- **Exercício proposto**
Escreva a continuação do texto sobre os gastos de deputados com combustível pagos pela cota parlamentar, começando logo após a última frase dele.

- **Texto de leitura**
■ ■ ■ ■ ■ ■ ■

O UOL identificou em notas fiscais que deputados usaram recursos da cota parlamentar para abastecer helicópteros e aeronaves próprias e também de terceiros —inclusive durante períodos de recesso em Brasília.
Em 2023, a Câmara recebeu 265 pedidos de reembolso. No ano passado, 340. Até maio de 2025, 82.
Até 2023, a Câmara permitia a deputados um gasto de até R$ 4.500 por mês com combustíveis e lubrificantes, tanto para carros quanto para aviões e embarcações.
Naquele ano, o então presidente da Casa, Arthur Lira (PP-AL), reajustou esse valor em 108%, elevando o limite para R$ 9.392.
Não há regra que proíba abastecer veículos de terceiros.
Procurados pela reportagem, os parlamentares defenderam a regularidade das despesas.

Como funciona o uso de combustíveis
Os parlamentares têm direito a uma verba mensal para custear despesas do mandato: a cota parlamentar.

■ ■ ■ ■ ■ ■ ■

- **Linhas de dados**

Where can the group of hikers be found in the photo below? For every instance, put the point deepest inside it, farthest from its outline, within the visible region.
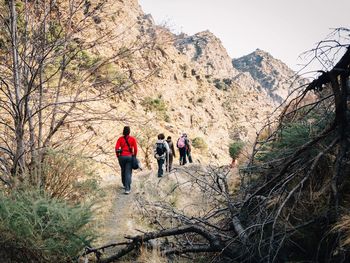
(164, 152)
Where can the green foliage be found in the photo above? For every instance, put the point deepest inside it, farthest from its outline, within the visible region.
(290, 137)
(199, 143)
(221, 84)
(236, 148)
(32, 223)
(157, 105)
(68, 176)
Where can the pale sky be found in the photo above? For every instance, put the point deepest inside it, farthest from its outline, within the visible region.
(284, 28)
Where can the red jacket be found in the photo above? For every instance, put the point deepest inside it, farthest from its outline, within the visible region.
(121, 144)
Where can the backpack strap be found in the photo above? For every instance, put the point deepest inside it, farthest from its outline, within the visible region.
(126, 140)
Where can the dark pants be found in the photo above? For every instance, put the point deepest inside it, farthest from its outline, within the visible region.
(125, 165)
(169, 163)
(160, 167)
(182, 155)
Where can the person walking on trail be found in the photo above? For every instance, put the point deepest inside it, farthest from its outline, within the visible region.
(125, 148)
(161, 153)
(169, 161)
(181, 145)
(188, 149)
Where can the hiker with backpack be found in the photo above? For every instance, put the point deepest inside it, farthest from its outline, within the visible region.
(125, 148)
(161, 153)
(169, 161)
(188, 149)
(181, 144)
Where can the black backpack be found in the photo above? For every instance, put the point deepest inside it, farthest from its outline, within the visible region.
(160, 149)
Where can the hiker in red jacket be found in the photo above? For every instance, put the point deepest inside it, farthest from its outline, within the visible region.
(125, 148)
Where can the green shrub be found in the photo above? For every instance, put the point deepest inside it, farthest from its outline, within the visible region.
(157, 105)
(36, 227)
(236, 148)
(199, 143)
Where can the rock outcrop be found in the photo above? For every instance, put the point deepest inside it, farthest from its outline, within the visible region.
(272, 76)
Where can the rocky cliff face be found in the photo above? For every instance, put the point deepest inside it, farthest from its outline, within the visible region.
(179, 83)
(271, 76)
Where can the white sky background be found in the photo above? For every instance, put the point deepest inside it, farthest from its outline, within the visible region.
(284, 28)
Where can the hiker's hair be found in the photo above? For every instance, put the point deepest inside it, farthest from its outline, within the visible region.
(126, 130)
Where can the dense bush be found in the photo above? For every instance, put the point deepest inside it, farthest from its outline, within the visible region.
(236, 148)
(37, 228)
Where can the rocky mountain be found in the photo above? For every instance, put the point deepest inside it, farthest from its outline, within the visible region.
(271, 76)
(176, 83)
(208, 53)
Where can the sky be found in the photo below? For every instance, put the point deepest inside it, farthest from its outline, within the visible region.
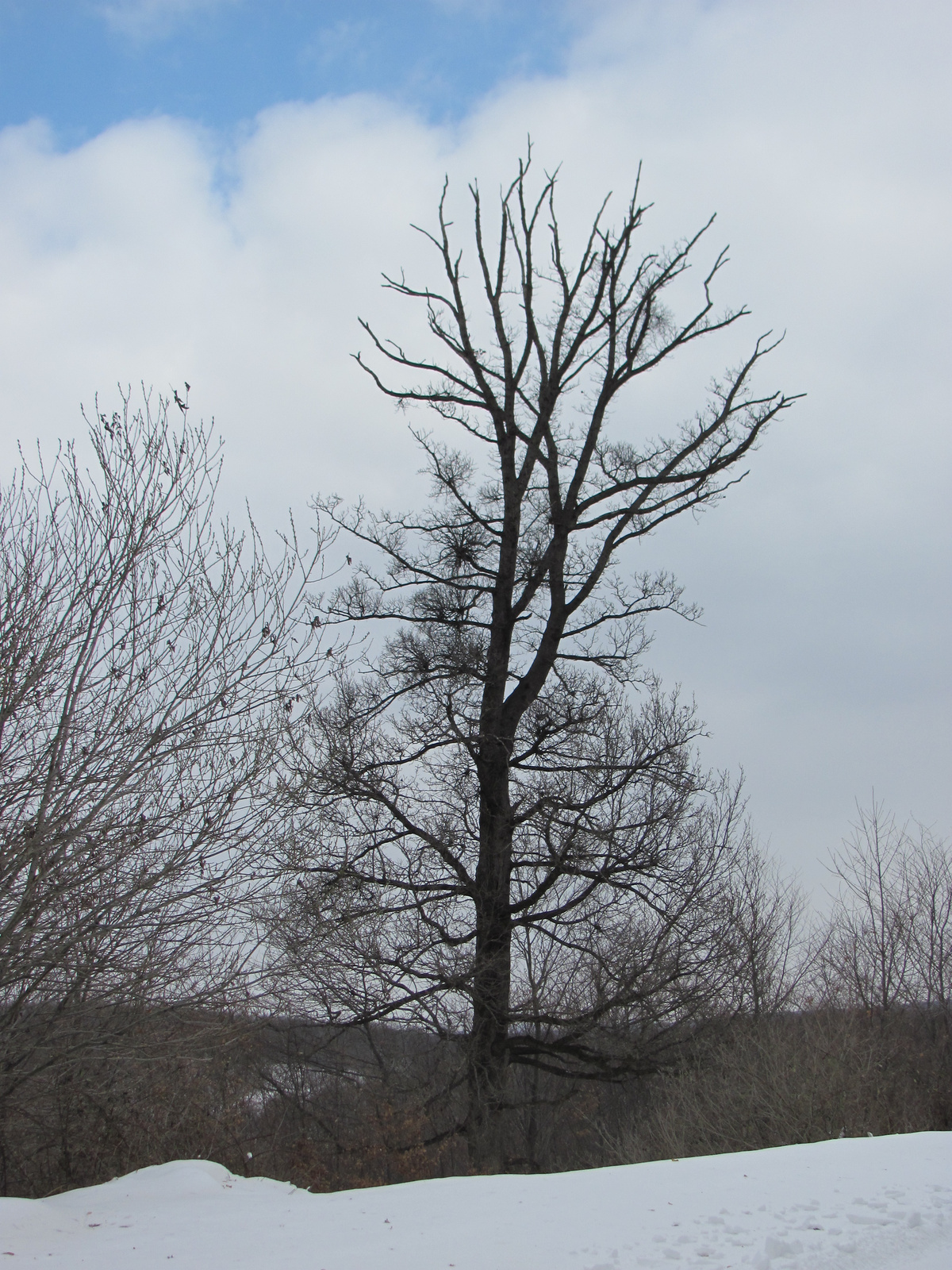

■ ■ ■ ■ ■ ■ ■

- **Resposta do exercício**
Ela paga passagens, alimentação, hospedagem, aluguel de escritório de apoio no estado de origem, aluguel de carro e combustível, por exemplo.
O valor da cota é diferente para cada estado, pois considera o custo de bilhetes aéreos, e também varia entre Câmara e Senado —onde os valores são ligeiramente menores.
O Senado não especifica os gastos dos parlamentares minuciosamente como a Câmara. É preciso levantar os valores em cada nota fiscal.
De janeiro a maio de 2025, o senador Ciro Nogueira (PP-PI) gastou R$ 84 mil em combustível para aviões —ele é dono de duas aeronaves, uma delas por meio de uma empresa da qual é sócio.
O valor equivale a 36% da cota parlamentar a que teve direito no período (R$ 234 mil).
O senador não respondeu aos contatos do UOL.
Motta também usou cota
Na Câmara, os parlamentares gastaram, em média, cerca de R$ 2.300 a cada abastecimento. Os valores podem variar, conforme o modelo do avião e a distância da viagem, por exemplo.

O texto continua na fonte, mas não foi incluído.